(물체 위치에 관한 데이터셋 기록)

==*==

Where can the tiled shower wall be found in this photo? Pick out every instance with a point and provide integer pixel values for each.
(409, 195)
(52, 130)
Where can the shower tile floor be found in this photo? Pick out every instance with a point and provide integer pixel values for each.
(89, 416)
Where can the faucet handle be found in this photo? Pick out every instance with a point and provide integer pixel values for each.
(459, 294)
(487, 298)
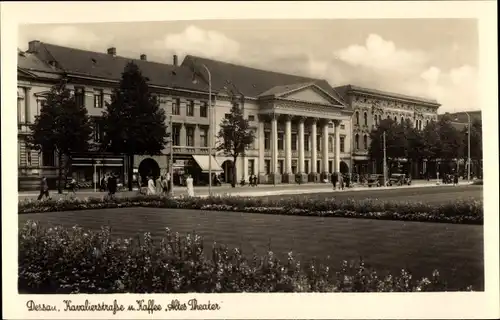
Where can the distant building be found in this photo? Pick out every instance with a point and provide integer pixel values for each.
(370, 107)
(460, 119)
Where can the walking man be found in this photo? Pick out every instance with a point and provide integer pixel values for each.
(44, 189)
(334, 180)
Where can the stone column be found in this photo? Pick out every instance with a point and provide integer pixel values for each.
(289, 178)
(275, 175)
(336, 166)
(303, 176)
(262, 173)
(314, 176)
(325, 146)
(182, 137)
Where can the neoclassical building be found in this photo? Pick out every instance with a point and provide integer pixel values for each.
(303, 126)
(369, 107)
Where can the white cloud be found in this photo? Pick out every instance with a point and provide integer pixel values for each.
(196, 41)
(70, 36)
(380, 64)
(456, 89)
(381, 54)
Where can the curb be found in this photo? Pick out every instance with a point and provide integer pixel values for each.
(324, 190)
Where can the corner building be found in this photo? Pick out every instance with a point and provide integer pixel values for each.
(369, 107)
(301, 124)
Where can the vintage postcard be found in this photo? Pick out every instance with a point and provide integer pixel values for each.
(286, 160)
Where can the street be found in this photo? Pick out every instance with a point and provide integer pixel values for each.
(260, 190)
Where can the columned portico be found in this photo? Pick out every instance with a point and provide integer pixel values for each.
(289, 177)
(324, 147)
(301, 144)
(336, 124)
(313, 175)
(275, 175)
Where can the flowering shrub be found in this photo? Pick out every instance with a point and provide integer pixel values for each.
(464, 211)
(61, 260)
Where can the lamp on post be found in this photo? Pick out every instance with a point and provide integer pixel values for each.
(468, 143)
(210, 128)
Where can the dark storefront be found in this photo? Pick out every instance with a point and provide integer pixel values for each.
(89, 169)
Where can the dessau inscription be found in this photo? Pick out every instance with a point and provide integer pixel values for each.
(150, 306)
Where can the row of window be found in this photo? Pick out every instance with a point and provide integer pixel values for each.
(281, 168)
(378, 118)
(176, 105)
(251, 117)
(281, 137)
(365, 142)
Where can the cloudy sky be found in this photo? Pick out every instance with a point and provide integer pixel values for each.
(435, 58)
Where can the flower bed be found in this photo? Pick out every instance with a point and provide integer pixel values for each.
(60, 260)
(466, 212)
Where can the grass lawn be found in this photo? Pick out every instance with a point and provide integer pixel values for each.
(455, 250)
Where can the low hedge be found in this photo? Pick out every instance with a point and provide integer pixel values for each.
(464, 211)
(60, 260)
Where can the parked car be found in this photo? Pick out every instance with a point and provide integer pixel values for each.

==*==

할 일 » 위 목록의 모든 줄을 한 글자도 바꾸지 말고 처음부터 끝까지 다시 적으세요. 그림은 답에 넣지 마세요.

최종 답 »
Where can the tiled shower wall be found in this photo? Pick out every instance with a point and provide integer pixel values for each.
(409, 195)
(52, 130)
Where can the shower tile floor be found in this photo? Pick out every instance with a point and provide integer pixel values for each.
(89, 416)
Where can the faucet handle be found in this photo? Pick out every instance with a point and provide integer pixel values for each.
(459, 294)
(487, 298)
Where can the distant building be found in this photo? Pick out every instance with a point and provide integer pixel values for each.
(370, 107)
(460, 119)
Where can the walking man be found in this photo? Pick out every instance with a point and provide integer pixel values for each.
(44, 189)
(334, 180)
Where can the stone column be found in this photo? Pick out every instance with a point and provide integer pixel values for each.
(289, 178)
(275, 175)
(336, 166)
(303, 176)
(262, 173)
(314, 176)
(325, 146)
(182, 137)
Where can the neoclassical building be found in this photo? Pick out every instance with a point and provide integer pixel values for each.
(303, 126)
(369, 107)
Where can the white cloud be found in this photo? Pick out every instance with a point and provide integer pixel values for each.
(196, 41)
(70, 36)
(380, 64)
(456, 89)
(381, 54)
Where can the curb be found in this photo? Pick out every instance with a point and provide integer pixel values for each.
(324, 190)
Where can the corner building be found in this photo? Pick out every instance with a point and provide integer pixel values for each.
(369, 107)
(301, 124)
Where can the vintage postcard be found in this photo? Pick out every instance with a point and provide integer pixel values for each.
(286, 160)
Where can the street be found in this photo? Pick out every instance with a point and provide integer pixel values for each.
(260, 190)
Where can the columned portico be found in this photo? Pick out every instance with a point and provide integer pixel values for each.
(289, 177)
(324, 147)
(301, 144)
(336, 124)
(313, 175)
(275, 175)
Where can the flowering shrub be found in this photo? Pick out every instance with a point and provide integer pixel values for each.
(464, 211)
(61, 260)
Where can the lamp on post be found in this photo? Pick out every instance with a point and provide integer pixel values for each.
(468, 143)
(210, 128)
Where can the dark storefront be found in this photo? Pick out every instance with a point and provide integer pixel values for each.
(89, 169)
Where can the dessau inscription be found in this photo? Pick out every instance with a point and provide integer pixel values for each.
(150, 306)
Where can the row of window be found in this photo? Pick out every instance with a point and provide integer pixel values for each.
(281, 168)
(378, 118)
(176, 105)
(251, 117)
(281, 137)
(365, 142)
Where can the cloudy sky be found in this photo? Pick out every instance with a point and provide integer pixel values for each.
(435, 58)
Where can the flower bed be found in this photo? Pick out every instance with a point and provide integer pixel values for each.
(60, 260)
(466, 212)
Where can the grass lawn be found in this photo? Pick out every instance with a point and provide integer pixel values for each.
(455, 250)
Where can the low hedge be found in this photo? Pick out every instance with a point and provide integer pixel values for each.
(464, 211)
(60, 260)
Where can the parked car be found in this photo? Pick out every instance with a point and provide integer pixel values for each.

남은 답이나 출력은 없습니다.